- **About this task**
Extract the data exactly, missing nothing.

- **Exercise inputs**
# # # # #
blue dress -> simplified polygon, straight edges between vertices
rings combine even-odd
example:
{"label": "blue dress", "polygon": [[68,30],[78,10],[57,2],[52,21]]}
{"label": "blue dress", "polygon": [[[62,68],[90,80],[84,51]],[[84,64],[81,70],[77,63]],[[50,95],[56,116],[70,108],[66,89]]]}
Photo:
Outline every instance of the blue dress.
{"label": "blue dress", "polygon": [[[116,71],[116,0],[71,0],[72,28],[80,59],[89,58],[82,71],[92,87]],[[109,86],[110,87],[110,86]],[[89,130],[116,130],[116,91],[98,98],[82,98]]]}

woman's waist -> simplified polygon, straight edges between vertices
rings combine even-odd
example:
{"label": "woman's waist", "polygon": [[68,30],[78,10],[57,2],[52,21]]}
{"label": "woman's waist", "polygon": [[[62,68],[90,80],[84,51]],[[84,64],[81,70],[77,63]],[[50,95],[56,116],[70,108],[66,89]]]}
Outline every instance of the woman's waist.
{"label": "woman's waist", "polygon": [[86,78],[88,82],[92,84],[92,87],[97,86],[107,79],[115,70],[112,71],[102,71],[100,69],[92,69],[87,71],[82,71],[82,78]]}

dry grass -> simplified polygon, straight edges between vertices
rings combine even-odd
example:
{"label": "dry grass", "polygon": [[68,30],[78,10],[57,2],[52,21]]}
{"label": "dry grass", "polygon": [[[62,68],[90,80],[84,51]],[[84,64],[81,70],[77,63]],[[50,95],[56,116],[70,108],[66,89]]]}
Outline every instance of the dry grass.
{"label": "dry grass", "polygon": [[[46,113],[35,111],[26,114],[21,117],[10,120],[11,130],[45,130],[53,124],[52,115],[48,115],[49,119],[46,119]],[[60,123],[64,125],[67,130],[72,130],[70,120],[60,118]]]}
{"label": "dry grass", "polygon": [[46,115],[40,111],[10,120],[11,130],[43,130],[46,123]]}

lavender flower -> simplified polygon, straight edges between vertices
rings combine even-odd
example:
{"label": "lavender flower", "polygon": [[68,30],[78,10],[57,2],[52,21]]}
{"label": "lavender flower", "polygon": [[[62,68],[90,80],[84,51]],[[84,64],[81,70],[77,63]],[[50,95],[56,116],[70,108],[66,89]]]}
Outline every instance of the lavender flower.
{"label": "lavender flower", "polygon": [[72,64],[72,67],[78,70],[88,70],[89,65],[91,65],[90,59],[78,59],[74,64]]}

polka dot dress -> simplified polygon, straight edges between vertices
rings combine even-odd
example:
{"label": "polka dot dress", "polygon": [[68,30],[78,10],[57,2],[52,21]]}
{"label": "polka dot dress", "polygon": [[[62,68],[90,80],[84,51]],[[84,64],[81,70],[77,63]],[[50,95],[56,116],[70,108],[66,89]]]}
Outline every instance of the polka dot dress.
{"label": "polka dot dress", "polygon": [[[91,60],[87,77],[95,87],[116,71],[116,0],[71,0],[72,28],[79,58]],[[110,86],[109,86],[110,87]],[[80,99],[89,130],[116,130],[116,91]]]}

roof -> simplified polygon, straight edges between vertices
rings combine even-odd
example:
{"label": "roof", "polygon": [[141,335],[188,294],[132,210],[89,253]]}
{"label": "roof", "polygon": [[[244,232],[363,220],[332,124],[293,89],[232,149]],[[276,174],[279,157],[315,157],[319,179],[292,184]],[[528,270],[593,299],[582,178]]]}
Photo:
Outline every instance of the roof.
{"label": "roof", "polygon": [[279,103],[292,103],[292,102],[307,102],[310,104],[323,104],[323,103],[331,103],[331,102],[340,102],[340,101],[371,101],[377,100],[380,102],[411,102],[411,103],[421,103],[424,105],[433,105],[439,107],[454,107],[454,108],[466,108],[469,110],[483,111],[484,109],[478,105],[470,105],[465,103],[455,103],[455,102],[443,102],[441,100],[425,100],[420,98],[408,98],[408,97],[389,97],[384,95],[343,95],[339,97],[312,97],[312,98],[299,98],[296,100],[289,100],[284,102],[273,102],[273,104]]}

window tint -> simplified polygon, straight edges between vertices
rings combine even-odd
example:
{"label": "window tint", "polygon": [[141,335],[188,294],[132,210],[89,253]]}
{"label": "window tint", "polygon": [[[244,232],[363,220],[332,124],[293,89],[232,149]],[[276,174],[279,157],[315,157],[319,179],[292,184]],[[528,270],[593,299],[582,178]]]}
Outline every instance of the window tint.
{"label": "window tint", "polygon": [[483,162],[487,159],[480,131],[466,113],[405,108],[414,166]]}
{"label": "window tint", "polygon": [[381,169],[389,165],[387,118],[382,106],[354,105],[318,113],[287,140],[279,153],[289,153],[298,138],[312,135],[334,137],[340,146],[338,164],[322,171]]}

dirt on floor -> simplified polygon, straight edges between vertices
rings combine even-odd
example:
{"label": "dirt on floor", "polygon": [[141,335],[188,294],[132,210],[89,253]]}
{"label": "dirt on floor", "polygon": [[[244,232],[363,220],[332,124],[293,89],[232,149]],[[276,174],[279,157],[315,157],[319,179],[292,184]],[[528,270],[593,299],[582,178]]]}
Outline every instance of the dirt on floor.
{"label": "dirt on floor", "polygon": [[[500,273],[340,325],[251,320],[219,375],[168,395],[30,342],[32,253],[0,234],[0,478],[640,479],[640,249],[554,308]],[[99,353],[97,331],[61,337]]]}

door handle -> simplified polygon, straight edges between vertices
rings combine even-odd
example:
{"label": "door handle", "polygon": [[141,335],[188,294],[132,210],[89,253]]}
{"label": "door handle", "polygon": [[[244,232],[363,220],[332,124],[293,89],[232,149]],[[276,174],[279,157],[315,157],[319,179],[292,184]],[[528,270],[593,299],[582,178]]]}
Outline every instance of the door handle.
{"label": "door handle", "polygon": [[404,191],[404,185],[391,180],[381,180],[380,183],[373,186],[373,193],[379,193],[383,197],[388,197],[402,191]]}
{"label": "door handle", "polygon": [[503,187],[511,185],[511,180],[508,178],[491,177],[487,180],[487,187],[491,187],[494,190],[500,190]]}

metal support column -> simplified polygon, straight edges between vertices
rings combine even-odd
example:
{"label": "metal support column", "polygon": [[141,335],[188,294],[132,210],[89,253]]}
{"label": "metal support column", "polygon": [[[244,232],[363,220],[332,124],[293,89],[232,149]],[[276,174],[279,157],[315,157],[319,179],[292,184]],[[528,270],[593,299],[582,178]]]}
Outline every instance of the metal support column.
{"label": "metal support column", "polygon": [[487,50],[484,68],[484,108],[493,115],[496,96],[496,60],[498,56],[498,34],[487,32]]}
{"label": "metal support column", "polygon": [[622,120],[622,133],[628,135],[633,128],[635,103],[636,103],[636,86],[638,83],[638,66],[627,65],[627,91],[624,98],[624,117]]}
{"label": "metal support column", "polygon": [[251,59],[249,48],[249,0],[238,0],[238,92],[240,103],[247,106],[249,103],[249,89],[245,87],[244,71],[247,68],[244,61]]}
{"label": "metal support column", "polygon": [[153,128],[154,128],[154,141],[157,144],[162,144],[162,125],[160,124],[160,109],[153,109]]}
# # # # #
- **Your response**
blue dress -> simplified polygon, straight edges between vertices
rings combine even-odd
example:
{"label": "blue dress", "polygon": [[68,30],[78,10],[57,2],[52,21]]}
{"label": "blue dress", "polygon": [[[62,68],[90,80],[84,51]],[[84,64],[81,70],[77,63]],[[50,95],[56,116],[70,108],[66,89]]]}
Photo:
Outline every instance of the blue dress.
{"label": "blue dress", "polygon": [[[116,71],[116,0],[71,0],[72,28],[80,59],[89,58],[82,71],[92,87]],[[109,86],[110,87],[110,86]],[[89,130],[116,130],[116,91],[98,98],[82,98]]]}

woman's waist -> simplified polygon, straight edges between vertices
rings combine even-odd
example:
{"label": "woman's waist", "polygon": [[68,30],[78,10],[57,2],[52,21]]}
{"label": "woman's waist", "polygon": [[[62,68],[90,80],[84,51]],[[84,64],[81,70],[77,63]],[[50,95],[56,116],[70,108],[66,89]]]}
Outline every instance of the woman's waist.
{"label": "woman's waist", "polygon": [[86,78],[88,82],[92,84],[92,87],[97,86],[107,79],[115,70],[112,71],[102,71],[100,69],[92,69],[87,71],[82,71],[82,78]]}

dry grass -> simplified polygon, straight edges between vertices
rings combine even-odd
example:
{"label": "dry grass", "polygon": [[68,30],[78,10],[57,2],[52,21]]}
{"label": "dry grass", "polygon": [[[62,68],[90,80],[84,51]],[[84,64],[81,70],[77,63]],[[50,95],[56,116],[70,108],[66,89]]]}
Outline every instance of the dry grass.
{"label": "dry grass", "polygon": [[[46,113],[35,111],[26,114],[21,117],[10,120],[11,130],[45,130],[53,124],[52,115],[48,115],[49,119],[46,119]],[[60,123],[64,125],[67,130],[72,130],[70,120],[60,118]]]}
{"label": "dry grass", "polygon": [[46,115],[40,111],[10,120],[11,130],[43,130],[46,123]]}

lavender flower -> simplified polygon, straight edges between vertices
rings combine even-odd
example:
{"label": "lavender flower", "polygon": [[68,30],[78,10],[57,2],[52,21]]}
{"label": "lavender flower", "polygon": [[[62,68],[90,80],[84,51]],[[84,64],[81,70],[77,63]],[[50,95],[56,116],[70,108],[66,89]]]}
Outline every instance of the lavender flower.
{"label": "lavender flower", "polygon": [[72,64],[72,67],[78,70],[88,70],[89,65],[91,65],[90,59],[78,59],[74,64]]}

polka dot dress -> simplified polygon, straight edges between vertices
rings combine even-odd
example:
{"label": "polka dot dress", "polygon": [[68,30],[78,10],[57,2],[52,21]]}
{"label": "polka dot dress", "polygon": [[[62,68],[90,80],[84,51]],[[84,64],[81,70],[77,63]],[[50,95],[56,116],[70,108],[66,89]]]}
Outline every instance of the polka dot dress.
{"label": "polka dot dress", "polygon": [[[91,60],[87,77],[95,87],[116,71],[116,0],[71,0],[72,28],[79,58]],[[110,86],[109,86],[110,87]],[[80,99],[89,130],[116,130],[116,91]]]}

roof -> simplified polygon, straight edges between vertices
rings combine even-odd
example:
{"label": "roof", "polygon": [[141,335],[188,294],[132,210],[89,253]]}
{"label": "roof", "polygon": [[[244,232],[363,220],[332,124],[293,89],[232,149]],[[276,174],[279,157],[315,157],[319,179],[292,184]],[[528,270],[593,299],[582,178]]]}
Photo:
Outline every instance of the roof.
{"label": "roof", "polygon": [[279,103],[292,103],[292,102],[307,102],[310,104],[323,104],[323,103],[331,103],[331,102],[340,102],[340,101],[371,101],[377,100],[380,102],[411,102],[411,103],[421,103],[424,105],[433,105],[439,107],[454,107],[454,108],[466,108],[469,110],[483,111],[484,109],[478,105],[470,105],[465,103],[455,103],[455,102],[443,102],[441,100],[425,100],[420,98],[408,98],[408,97],[389,97],[384,95],[343,95],[339,97],[312,97],[312,98],[299,98],[296,100],[289,100],[284,102],[273,102],[273,104]]}

window tint -> simplified polygon, straight edges between vertices
rings combine even-odd
example:
{"label": "window tint", "polygon": [[141,335],[188,294],[132,210],[89,253]]}
{"label": "window tint", "polygon": [[[244,232],[363,220],[332,124],[293,89],[232,149]],[[276,174],[279,157],[315,157],[319,179],[292,184]],[[528,270],[593,299],[582,178]]]}
Outline every instance of the window tint.
{"label": "window tint", "polygon": [[483,162],[487,159],[480,131],[466,113],[405,108],[414,166]]}
{"label": "window tint", "polygon": [[381,169],[389,165],[387,118],[382,106],[354,105],[318,113],[287,140],[279,153],[289,153],[298,138],[312,135],[334,137],[340,146],[338,164],[322,171]]}

dirt on floor -> simplified polygon, straight edges between vertices
rings combine even-odd
example:
{"label": "dirt on floor", "polygon": [[141,335],[188,294],[132,210],[89,253]]}
{"label": "dirt on floor", "polygon": [[[244,232],[363,220],[332,124],[293,89],[232,149]],[[276,174],[279,157],[315,157],[319,179],[292,184]],[[528,270],[593,299],[582,178]]]}
Outline every instance of the dirt on floor.
{"label": "dirt on floor", "polygon": [[[500,273],[340,325],[251,320],[219,375],[168,395],[30,342],[32,253],[0,234],[0,478],[640,479],[640,249],[554,308]],[[99,353],[97,331],[61,337]]]}

door handle -> simplified polygon, straight edges between vertices
rings combine even-odd
example:
{"label": "door handle", "polygon": [[141,335],[188,294],[132,210],[89,253]]}
{"label": "door handle", "polygon": [[[244,232],[363,220],[332,124],[293,89],[232,149]],[[276,174],[279,157],[315,157],[319,179],[292,184]],[[528,270],[593,299],[582,178]]]}
Outline every instance of the door handle.
{"label": "door handle", "polygon": [[404,191],[404,185],[391,180],[381,180],[380,183],[373,186],[373,193],[379,193],[383,197],[388,197],[402,191]]}
{"label": "door handle", "polygon": [[503,187],[511,185],[511,180],[508,178],[491,177],[487,180],[487,187],[491,187],[494,190],[500,190]]}

metal support column -> simplified polygon, straight edges between vertices
rings combine even-odd
example:
{"label": "metal support column", "polygon": [[141,335],[188,294],[132,210],[89,253]]}
{"label": "metal support column", "polygon": [[[244,232],[363,220],[332,124],[293,89],[232,149]],[[276,174],[279,157],[315,157],[319,179],[292,184]],[[528,270],[593,299],[582,178]]]}
Outline every instance of the metal support column.
{"label": "metal support column", "polygon": [[487,50],[484,68],[484,108],[493,115],[496,96],[496,60],[498,56],[498,34],[487,32]]}
{"label": "metal support column", "polygon": [[622,120],[622,133],[628,135],[633,128],[635,103],[636,103],[636,86],[638,83],[638,66],[627,65],[627,91],[624,98],[624,117]]}
{"label": "metal support column", "polygon": [[251,59],[249,48],[249,0],[238,0],[238,92],[240,103],[247,106],[249,103],[249,89],[245,87],[244,71],[247,68],[244,61]]}
{"label": "metal support column", "polygon": [[153,128],[154,128],[154,141],[157,144],[162,144],[162,125],[160,124],[160,109],[153,109]]}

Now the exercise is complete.